:: Your instructions ::
Count the lines in the entries below that contain the word "floor", and give only that number.

:: Stored data ::
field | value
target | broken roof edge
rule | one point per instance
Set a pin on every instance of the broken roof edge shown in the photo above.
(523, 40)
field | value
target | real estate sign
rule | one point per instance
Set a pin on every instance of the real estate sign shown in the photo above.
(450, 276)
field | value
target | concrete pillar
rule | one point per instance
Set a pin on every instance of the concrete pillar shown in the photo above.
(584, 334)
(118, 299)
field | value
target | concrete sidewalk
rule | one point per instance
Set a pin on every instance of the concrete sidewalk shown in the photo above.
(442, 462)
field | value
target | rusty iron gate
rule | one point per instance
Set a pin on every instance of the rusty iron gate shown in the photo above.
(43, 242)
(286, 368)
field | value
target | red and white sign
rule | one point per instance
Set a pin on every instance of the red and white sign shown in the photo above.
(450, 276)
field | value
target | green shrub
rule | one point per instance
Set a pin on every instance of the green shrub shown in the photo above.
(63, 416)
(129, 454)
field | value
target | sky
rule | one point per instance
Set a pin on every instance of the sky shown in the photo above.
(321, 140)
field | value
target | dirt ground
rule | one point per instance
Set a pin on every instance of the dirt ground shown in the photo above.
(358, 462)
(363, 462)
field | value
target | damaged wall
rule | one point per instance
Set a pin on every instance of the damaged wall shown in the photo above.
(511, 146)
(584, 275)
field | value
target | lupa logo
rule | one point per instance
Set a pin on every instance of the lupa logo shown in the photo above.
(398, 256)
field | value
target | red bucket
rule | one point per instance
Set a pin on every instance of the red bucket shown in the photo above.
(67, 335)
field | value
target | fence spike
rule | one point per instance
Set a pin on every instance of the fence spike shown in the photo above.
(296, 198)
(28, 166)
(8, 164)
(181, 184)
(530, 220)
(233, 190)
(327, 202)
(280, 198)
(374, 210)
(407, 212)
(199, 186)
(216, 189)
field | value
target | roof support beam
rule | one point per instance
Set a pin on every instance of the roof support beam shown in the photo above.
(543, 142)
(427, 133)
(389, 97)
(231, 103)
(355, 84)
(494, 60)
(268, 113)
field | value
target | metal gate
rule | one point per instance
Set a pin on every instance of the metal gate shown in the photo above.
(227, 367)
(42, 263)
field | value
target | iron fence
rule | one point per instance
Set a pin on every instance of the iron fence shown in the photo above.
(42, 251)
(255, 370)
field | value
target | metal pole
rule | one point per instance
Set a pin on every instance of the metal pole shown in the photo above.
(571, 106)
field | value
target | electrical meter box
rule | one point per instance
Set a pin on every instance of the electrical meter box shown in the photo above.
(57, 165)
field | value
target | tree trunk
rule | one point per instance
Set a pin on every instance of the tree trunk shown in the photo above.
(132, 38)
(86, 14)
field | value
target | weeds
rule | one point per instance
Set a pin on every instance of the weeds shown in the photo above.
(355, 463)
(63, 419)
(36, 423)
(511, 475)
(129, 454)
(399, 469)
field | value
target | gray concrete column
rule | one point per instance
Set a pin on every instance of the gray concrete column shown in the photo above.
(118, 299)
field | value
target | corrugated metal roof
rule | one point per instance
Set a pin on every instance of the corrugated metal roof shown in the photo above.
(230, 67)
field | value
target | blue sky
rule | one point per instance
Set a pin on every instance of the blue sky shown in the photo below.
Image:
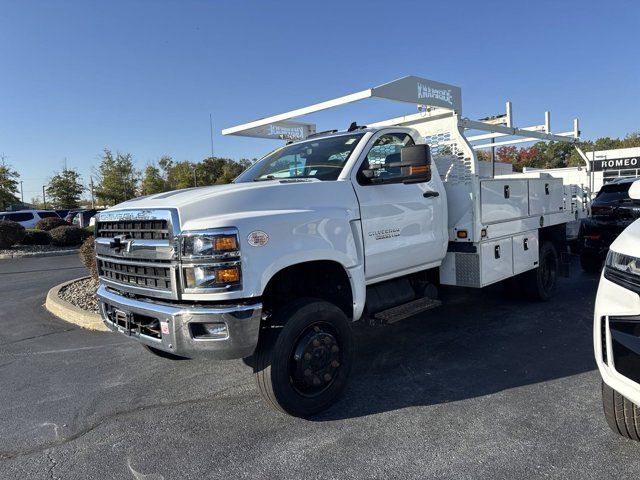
(143, 76)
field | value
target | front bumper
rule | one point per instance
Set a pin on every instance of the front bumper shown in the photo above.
(617, 312)
(171, 328)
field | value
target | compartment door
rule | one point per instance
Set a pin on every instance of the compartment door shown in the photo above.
(503, 200)
(525, 251)
(496, 260)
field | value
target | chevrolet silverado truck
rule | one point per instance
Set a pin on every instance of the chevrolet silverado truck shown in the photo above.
(330, 228)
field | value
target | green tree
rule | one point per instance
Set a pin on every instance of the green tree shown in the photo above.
(180, 175)
(232, 169)
(8, 186)
(65, 189)
(117, 178)
(152, 181)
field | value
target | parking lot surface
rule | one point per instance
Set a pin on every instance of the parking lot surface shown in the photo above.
(484, 387)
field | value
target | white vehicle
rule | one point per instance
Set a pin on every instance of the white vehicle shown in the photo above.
(616, 330)
(331, 228)
(28, 218)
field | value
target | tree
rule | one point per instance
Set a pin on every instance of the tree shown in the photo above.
(117, 178)
(65, 189)
(152, 181)
(8, 186)
(180, 175)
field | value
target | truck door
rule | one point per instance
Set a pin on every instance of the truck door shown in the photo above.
(403, 225)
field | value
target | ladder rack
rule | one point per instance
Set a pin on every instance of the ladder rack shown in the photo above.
(434, 100)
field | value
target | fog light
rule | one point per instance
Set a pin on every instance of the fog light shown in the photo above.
(209, 331)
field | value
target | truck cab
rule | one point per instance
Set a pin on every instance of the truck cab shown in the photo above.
(330, 228)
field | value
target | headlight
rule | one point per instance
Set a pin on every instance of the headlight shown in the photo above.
(210, 244)
(210, 260)
(211, 276)
(623, 263)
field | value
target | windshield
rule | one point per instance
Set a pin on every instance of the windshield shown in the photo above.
(323, 159)
(613, 193)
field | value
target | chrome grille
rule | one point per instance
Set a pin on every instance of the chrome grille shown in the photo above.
(149, 276)
(136, 253)
(135, 229)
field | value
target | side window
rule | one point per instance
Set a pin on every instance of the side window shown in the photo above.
(19, 217)
(385, 151)
(47, 214)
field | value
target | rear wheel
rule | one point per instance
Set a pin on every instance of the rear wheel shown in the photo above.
(622, 415)
(303, 367)
(540, 283)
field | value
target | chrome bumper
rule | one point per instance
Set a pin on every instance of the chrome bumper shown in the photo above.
(175, 325)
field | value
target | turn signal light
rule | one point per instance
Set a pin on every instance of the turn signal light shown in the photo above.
(228, 275)
(226, 243)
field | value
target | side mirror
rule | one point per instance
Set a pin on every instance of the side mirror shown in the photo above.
(415, 164)
(634, 190)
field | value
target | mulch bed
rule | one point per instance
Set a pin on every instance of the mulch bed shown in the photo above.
(82, 294)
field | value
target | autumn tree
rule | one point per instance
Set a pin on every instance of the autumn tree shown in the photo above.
(8, 185)
(65, 189)
(152, 181)
(117, 178)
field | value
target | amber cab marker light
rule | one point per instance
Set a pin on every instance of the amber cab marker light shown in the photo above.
(228, 275)
(224, 244)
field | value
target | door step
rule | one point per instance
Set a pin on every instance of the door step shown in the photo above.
(407, 310)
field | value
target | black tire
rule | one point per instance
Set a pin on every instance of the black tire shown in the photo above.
(540, 283)
(590, 262)
(295, 366)
(163, 354)
(622, 415)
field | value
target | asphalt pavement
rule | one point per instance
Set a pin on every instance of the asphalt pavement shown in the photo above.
(483, 387)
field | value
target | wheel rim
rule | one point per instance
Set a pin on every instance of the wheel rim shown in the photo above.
(548, 272)
(315, 360)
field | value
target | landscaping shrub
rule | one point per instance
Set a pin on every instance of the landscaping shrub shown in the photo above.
(10, 233)
(66, 236)
(88, 256)
(50, 223)
(36, 237)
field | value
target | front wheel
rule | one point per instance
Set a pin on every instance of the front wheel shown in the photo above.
(540, 283)
(623, 416)
(303, 367)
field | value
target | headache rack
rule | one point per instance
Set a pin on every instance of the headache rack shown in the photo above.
(453, 140)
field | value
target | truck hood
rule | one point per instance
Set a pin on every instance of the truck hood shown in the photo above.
(628, 242)
(221, 205)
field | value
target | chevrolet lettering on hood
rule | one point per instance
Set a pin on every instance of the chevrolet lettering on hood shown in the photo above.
(127, 216)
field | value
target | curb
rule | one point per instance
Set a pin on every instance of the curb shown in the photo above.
(58, 253)
(70, 313)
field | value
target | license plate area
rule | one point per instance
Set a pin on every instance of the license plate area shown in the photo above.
(122, 321)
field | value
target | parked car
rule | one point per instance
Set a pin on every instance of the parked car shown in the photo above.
(616, 331)
(611, 212)
(81, 218)
(28, 218)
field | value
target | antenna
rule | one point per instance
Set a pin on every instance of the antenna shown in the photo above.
(211, 132)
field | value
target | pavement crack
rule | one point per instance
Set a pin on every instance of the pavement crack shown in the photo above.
(52, 464)
(37, 336)
(122, 413)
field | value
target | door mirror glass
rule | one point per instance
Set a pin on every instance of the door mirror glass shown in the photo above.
(415, 164)
(634, 190)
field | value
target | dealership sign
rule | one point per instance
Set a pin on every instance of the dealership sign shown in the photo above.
(604, 164)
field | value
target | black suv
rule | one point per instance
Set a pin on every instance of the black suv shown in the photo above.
(611, 212)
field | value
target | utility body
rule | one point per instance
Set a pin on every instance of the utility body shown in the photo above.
(331, 228)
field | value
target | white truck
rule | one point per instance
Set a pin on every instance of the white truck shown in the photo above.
(330, 228)
(616, 330)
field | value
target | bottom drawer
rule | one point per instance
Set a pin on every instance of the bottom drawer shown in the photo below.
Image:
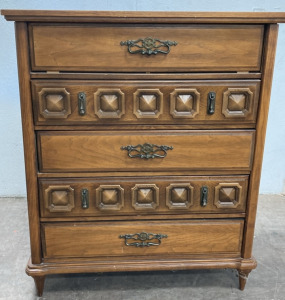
(142, 238)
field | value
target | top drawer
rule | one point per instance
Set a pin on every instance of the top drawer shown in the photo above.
(98, 48)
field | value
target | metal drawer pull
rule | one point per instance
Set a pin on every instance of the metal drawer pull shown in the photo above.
(84, 198)
(81, 103)
(211, 103)
(148, 46)
(204, 196)
(147, 150)
(144, 238)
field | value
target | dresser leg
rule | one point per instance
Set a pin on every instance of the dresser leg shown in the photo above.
(39, 282)
(243, 275)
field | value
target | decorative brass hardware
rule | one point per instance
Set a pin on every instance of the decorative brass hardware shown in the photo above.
(81, 103)
(147, 150)
(204, 196)
(84, 198)
(148, 46)
(143, 237)
(211, 103)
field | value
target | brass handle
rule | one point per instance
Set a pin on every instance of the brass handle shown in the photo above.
(204, 196)
(84, 198)
(81, 104)
(147, 150)
(148, 46)
(143, 237)
(211, 103)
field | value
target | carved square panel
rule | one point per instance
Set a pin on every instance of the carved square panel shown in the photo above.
(228, 195)
(184, 103)
(148, 103)
(145, 196)
(179, 196)
(237, 102)
(59, 198)
(110, 197)
(54, 103)
(109, 103)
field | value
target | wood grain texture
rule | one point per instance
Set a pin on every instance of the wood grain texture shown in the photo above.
(145, 76)
(101, 151)
(183, 237)
(142, 16)
(168, 188)
(62, 53)
(169, 90)
(97, 48)
(28, 140)
(269, 57)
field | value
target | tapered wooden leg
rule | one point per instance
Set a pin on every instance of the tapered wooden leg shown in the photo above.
(39, 282)
(243, 275)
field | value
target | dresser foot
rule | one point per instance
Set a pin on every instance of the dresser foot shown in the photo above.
(243, 275)
(39, 282)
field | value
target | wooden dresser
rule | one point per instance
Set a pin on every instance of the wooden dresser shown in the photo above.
(143, 137)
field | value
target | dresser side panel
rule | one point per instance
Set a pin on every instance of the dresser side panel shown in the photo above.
(28, 139)
(271, 34)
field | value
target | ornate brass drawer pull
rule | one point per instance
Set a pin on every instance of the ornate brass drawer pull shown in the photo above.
(144, 238)
(147, 150)
(148, 46)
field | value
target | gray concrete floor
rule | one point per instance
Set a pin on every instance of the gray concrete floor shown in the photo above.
(267, 282)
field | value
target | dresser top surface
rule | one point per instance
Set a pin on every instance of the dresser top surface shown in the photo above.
(143, 16)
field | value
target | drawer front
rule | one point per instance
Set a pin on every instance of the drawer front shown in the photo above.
(145, 102)
(130, 196)
(80, 151)
(179, 237)
(100, 48)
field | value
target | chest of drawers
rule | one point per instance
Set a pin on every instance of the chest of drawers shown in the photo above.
(143, 137)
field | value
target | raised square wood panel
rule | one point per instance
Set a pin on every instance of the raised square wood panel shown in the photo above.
(158, 195)
(143, 137)
(152, 102)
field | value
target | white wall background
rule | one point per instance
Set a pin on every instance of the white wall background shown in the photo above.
(12, 178)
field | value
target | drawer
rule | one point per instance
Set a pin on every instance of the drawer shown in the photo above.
(91, 151)
(67, 102)
(98, 47)
(124, 196)
(142, 238)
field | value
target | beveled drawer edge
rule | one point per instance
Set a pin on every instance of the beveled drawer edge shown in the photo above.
(145, 76)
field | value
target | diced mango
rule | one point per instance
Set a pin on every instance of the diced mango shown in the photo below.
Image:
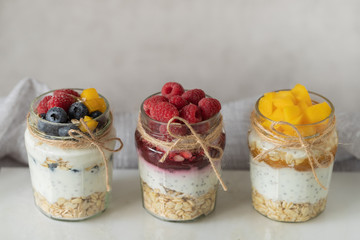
(96, 104)
(89, 93)
(317, 112)
(301, 94)
(303, 106)
(265, 106)
(277, 115)
(292, 113)
(283, 99)
(92, 124)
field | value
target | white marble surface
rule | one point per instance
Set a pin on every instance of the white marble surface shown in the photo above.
(234, 218)
(232, 49)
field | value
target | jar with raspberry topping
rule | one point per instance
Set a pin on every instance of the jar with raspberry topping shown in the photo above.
(179, 182)
(70, 163)
(291, 171)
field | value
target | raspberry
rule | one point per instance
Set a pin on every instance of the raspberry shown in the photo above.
(178, 101)
(66, 91)
(163, 111)
(209, 107)
(148, 103)
(194, 95)
(42, 107)
(191, 113)
(63, 101)
(172, 89)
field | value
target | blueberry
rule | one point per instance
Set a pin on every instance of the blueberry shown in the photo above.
(47, 128)
(64, 131)
(78, 110)
(56, 115)
(95, 114)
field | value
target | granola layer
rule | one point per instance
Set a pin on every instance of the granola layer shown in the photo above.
(175, 206)
(76, 208)
(286, 211)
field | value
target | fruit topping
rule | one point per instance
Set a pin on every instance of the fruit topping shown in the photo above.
(191, 113)
(149, 103)
(64, 131)
(209, 107)
(89, 93)
(78, 110)
(95, 114)
(194, 95)
(178, 101)
(42, 107)
(172, 89)
(91, 123)
(66, 91)
(295, 107)
(63, 101)
(56, 115)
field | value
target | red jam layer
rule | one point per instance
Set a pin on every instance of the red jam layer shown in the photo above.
(153, 155)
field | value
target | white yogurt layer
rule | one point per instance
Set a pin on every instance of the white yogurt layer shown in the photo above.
(54, 183)
(193, 182)
(297, 155)
(289, 185)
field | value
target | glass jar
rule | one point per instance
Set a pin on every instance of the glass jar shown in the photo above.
(286, 185)
(69, 178)
(184, 186)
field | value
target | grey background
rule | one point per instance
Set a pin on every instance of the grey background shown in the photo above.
(232, 49)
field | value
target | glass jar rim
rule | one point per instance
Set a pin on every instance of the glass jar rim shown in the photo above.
(37, 117)
(143, 114)
(299, 125)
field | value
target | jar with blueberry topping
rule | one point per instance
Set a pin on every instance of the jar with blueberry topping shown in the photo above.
(70, 141)
(179, 178)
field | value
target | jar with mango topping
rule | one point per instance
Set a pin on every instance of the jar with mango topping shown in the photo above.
(292, 141)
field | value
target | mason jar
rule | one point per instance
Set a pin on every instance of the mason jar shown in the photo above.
(182, 185)
(71, 179)
(286, 185)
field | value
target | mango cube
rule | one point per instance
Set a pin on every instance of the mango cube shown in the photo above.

:: Expected answer ::
2